TEXT SEGMENT
——

# Conventional wisdom



## Hien (May 14, 2008)

For a while I keep thinking why orchids in natural setting are not in so much trouble as our plants.
This is what I think happens, in the home environment, the insects are not blown away by wind, are never drown in rain storms, never get eaten by other predators etc...
The insects are killing my plants left and right , they will stay hidden in the growing point of the plants, where the leaves are the youngest & most vulnerable. Because they suck the sap out, the leaves collapse on themselves & never open, so it will be harder to get to the insect.
When I decide to do what peoples say not to do[this "no water in the crown" conventional wisdom has been printed so many time in the orchid magazines], I water right into the crown, make sure spray more water so it will stay inside the leaves (after all this is what happens in nature after every rain storm) You will see that the very symetrical damages (when the leaves in the folding state, the insects eat continuously on both sides ) by insects stop, and the leaves have a chance to grow.

——

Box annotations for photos
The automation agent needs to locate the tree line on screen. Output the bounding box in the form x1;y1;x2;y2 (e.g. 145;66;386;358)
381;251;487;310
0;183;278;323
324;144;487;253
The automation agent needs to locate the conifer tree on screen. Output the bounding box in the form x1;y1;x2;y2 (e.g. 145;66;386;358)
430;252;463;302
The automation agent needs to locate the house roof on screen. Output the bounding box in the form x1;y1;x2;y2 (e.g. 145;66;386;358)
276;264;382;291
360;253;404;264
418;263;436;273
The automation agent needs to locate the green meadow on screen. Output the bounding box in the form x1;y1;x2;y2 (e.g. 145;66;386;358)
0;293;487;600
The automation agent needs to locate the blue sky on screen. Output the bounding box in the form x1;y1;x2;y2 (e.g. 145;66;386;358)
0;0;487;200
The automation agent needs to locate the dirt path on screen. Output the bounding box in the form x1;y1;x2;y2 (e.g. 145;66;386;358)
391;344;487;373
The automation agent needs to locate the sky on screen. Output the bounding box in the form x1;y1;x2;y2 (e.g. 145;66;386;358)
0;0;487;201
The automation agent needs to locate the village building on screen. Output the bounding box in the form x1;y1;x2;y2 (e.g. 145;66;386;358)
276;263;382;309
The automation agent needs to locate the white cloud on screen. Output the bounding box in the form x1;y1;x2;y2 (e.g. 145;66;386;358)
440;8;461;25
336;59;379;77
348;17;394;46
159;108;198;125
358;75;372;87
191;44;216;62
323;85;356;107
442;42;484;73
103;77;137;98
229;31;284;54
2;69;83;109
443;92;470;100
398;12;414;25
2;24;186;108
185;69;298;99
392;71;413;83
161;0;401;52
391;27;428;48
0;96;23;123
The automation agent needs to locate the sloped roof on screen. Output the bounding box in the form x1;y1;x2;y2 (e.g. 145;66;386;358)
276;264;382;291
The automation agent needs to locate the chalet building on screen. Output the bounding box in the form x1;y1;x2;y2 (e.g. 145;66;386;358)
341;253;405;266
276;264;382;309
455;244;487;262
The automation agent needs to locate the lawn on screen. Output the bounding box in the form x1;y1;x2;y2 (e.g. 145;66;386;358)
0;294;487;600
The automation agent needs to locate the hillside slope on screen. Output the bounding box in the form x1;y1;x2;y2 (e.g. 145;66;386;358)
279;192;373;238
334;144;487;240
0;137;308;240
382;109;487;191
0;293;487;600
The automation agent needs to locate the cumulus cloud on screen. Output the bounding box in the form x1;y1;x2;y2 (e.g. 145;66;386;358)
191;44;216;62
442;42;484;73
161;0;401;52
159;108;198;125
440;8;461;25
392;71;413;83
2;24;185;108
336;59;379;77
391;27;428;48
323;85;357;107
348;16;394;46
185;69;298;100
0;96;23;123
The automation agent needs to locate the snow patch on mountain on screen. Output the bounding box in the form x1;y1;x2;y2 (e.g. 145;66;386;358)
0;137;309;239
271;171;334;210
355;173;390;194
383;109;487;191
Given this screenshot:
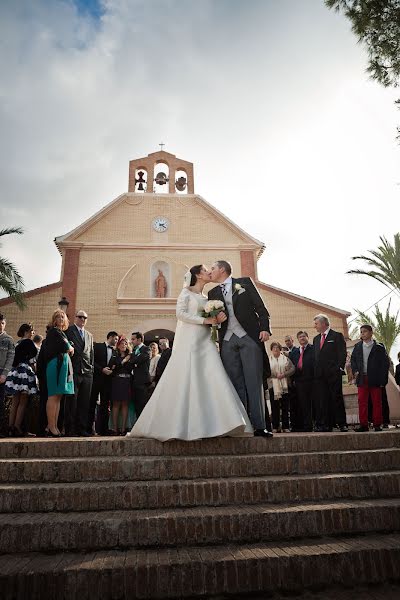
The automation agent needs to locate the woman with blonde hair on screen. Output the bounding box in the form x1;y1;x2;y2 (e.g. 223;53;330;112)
269;342;296;433
108;335;132;435
42;309;74;437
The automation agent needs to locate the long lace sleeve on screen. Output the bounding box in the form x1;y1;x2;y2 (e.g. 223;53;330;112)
176;289;204;325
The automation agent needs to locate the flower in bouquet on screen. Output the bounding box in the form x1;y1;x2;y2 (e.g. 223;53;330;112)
202;300;225;342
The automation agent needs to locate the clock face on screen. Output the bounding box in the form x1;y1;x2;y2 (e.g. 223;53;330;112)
153;217;169;233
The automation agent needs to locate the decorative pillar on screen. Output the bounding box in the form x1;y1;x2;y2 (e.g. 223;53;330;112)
62;248;81;321
168;163;176;194
240;250;256;280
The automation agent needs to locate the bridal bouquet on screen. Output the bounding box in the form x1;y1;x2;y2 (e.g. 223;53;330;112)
202;300;225;343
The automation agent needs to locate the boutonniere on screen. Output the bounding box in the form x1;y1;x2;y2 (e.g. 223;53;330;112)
233;283;246;296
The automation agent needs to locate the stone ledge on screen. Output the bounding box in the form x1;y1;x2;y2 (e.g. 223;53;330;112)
0;534;400;600
0;448;400;483
0;429;400;459
0;470;400;513
0;498;400;553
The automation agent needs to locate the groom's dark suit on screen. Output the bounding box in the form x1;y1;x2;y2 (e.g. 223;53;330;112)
208;277;271;429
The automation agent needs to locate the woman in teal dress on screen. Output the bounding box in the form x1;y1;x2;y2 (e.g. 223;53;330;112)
45;310;74;437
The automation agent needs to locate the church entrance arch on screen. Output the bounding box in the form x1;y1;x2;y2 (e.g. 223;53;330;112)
144;329;175;347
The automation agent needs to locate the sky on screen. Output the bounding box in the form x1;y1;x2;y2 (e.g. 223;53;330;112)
0;0;400;355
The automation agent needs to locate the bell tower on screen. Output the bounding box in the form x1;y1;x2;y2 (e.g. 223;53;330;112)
128;144;194;194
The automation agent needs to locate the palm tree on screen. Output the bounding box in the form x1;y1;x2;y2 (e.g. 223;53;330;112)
347;233;400;292
349;325;360;341
0;227;26;310
356;301;400;354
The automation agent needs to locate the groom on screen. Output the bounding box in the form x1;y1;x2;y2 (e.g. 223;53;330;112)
208;260;272;437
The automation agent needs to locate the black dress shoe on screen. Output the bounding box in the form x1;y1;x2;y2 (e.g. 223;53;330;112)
254;429;274;437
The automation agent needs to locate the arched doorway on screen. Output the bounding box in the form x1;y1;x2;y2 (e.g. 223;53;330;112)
144;329;175;348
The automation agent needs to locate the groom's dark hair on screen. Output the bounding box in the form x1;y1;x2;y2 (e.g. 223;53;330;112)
190;265;203;286
217;260;232;276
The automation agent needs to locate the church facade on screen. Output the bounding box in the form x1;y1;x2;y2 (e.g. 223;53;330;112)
0;150;349;342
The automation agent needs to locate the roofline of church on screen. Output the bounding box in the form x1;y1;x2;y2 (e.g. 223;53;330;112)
54;192;265;251
195;194;265;254
255;279;351;318
0;281;62;306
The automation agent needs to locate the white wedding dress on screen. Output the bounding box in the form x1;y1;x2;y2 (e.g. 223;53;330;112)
127;288;253;441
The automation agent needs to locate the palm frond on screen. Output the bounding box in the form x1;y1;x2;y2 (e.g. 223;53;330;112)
355;301;400;354
347;233;400;291
0;227;24;237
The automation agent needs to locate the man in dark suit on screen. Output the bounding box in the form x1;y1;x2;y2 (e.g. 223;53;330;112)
351;324;389;431
290;331;315;431
88;331;118;435
313;315;348;431
65;310;94;437
154;338;172;385
130;331;151;418
208;260;272;437
283;335;303;431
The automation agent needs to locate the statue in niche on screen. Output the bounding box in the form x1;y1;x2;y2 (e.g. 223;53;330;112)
154;269;167;298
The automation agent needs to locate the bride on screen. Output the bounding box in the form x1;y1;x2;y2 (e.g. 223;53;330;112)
127;265;253;442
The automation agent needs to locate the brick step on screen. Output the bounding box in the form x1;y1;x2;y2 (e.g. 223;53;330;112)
206;583;400;600
0;470;400;513
0;534;400;600
0;429;400;458
0;448;400;483
0;498;400;554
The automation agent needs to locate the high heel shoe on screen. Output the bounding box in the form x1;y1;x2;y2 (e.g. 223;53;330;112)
46;429;61;438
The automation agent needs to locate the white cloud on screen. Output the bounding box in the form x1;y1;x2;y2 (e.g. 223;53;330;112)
0;0;400;356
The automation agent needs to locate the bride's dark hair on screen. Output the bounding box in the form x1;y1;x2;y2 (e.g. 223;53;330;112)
189;265;203;286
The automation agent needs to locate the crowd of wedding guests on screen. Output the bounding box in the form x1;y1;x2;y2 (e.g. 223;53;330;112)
0;310;400;437
0;310;171;437
266;315;394;433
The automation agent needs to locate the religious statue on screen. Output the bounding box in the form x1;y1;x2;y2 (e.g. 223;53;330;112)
154;269;167;298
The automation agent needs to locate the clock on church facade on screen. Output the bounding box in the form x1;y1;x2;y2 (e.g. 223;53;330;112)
0;150;349;341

——

SET TASK
Decide whether each statement agrees with the forum post on watering orchids, answering yes or no and quoting the post's deciding words. (a) The insects hide in the growing point of the plants. (b) The writer keeps water out of the crown when watering. (c) The "no water in the crown" advice has appeared in orchid magazines. The rows are not needed for the work on this page.

SOLUTION BELOW
(a) Yes: "they will stay hidden in the growing point of the plants"
(b) No: "I water right into the crown"
(c) Yes: "has been printed so many time in the orchid magazines"